*** Data for processing ***
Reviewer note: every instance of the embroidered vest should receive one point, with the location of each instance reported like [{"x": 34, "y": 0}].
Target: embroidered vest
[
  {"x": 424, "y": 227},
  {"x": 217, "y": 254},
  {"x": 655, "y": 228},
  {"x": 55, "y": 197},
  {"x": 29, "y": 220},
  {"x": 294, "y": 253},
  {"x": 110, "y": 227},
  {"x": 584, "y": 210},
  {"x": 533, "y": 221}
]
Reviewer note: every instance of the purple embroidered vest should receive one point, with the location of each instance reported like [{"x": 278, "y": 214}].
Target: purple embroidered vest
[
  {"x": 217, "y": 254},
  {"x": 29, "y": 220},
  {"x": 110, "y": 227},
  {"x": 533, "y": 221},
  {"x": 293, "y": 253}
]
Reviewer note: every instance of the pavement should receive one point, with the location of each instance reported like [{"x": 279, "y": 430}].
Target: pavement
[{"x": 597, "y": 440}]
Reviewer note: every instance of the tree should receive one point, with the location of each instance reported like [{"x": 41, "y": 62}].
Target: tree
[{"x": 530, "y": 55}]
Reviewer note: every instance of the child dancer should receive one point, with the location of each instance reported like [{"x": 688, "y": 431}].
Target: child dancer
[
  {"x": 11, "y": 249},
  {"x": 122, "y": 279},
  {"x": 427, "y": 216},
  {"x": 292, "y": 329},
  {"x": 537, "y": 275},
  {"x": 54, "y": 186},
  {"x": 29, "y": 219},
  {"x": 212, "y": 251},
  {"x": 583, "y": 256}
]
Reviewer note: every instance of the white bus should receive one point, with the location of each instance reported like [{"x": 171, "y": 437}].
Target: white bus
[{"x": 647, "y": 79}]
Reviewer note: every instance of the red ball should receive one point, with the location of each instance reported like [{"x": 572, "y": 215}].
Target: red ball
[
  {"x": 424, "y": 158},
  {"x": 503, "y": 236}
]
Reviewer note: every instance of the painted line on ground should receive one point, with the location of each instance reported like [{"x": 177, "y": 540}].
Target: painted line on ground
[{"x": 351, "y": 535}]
*** End of Data for processing ***
**Work item:** From the records above, extract every entry exactly as given.

**Result of the exercise:**
Reviewer note: every instance of the embroidered vest should receive one point, with the location of each instance reported like [{"x": 34, "y": 0}].
Target: embroidered vest
[
  {"x": 424, "y": 227},
  {"x": 217, "y": 254},
  {"x": 655, "y": 228},
  {"x": 55, "y": 197},
  {"x": 29, "y": 220},
  {"x": 294, "y": 253},
  {"x": 110, "y": 227},
  {"x": 584, "y": 210},
  {"x": 533, "y": 221}
]
Reviewer note: every instance of the purple embroidered vest should receive one point, with the location of each instance reported like [{"x": 278, "y": 214}].
Target: purple embroidered vest
[
  {"x": 217, "y": 254},
  {"x": 29, "y": 220},
  {"x": 110, "y": 227},
  {"x": 533, "y": 221},
  {"x": 293, "y": 253}
]
Reviewer note: every instance of the pavement should receive one point, with the location of each instance reported like [{"x": 279, "y": 430}].
Target: pavement
[{"x": 597, "y": 440}]
Reviewer note: every instance of the tree should receive one point, with the location of each instance reported like [{"x": 41, "y": 62}].
Target: tree
[{"x": 530, "y": 55}]
Reviewer note: every instance of the child dancer should receive one point, with the location of each instance reported like [{"x": 688, "y": 431}].
Target: child dancer
[
  {"x": 11, "y": 249},
  {"x": 122, "y": 279},
  {"x": 427, "y": 216},
  {"x": 292, "y": 329},
  {"x": 537, "y": 275},
  {"x": 54, "y": 186},
  {"x": 29, "y": 219},
  {"x": 212, "y": 251},
  {"x": 583, "y": 256}
]
Reviewer note: every instance of the white bus should receive one point, with the location of each instance reported like [{"x": 171, "y": 437}].
Target: white bus
[{"x": 647, "y": 79}]
Reviewer note: every instance of the red ball should receive one point, with the location of each instance reported like [{"x": 572, "y": 215}].
Target: red ball
[
  {"x": 424, "y": 158},
  {"x": 503, "y": 236}
]
Reviewer note: every instance of the painted line on ground should receive one point, with the location of each instance reported like [{"x": 177, "y": 540}].
Target: painted line on ground
[{"x": 351, "y": 535}]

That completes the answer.